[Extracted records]
** start **
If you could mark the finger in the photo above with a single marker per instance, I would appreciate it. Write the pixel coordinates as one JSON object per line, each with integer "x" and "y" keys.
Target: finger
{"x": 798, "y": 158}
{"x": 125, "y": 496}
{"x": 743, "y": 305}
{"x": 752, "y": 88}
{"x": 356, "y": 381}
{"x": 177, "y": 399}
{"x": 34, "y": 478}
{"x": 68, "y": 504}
** end **
§ **TASK TO CARRY OUT**:
Swap "finger" for "thumb" throughout the records and write them out again, leaving everything else unchanged.

§ **CORRECT OUTPUT**:
If you could mark the thumb in the photo above with a single marker per instance, I would appreciate it. Write the pixel coordinates as one JSON object per line, each with integer "x" and "y" keys.
Target: thumb
{"x": 798, "y": 158}
{"x": 125, "y": 496}
{"x": 743, "y": 305}
{"x": 752, "y": 88}
{"x": 356, "y": 381}
{"x": 177, "y": 399}
{"x": 34, "y": 478}
{"x": 68, "y": 504}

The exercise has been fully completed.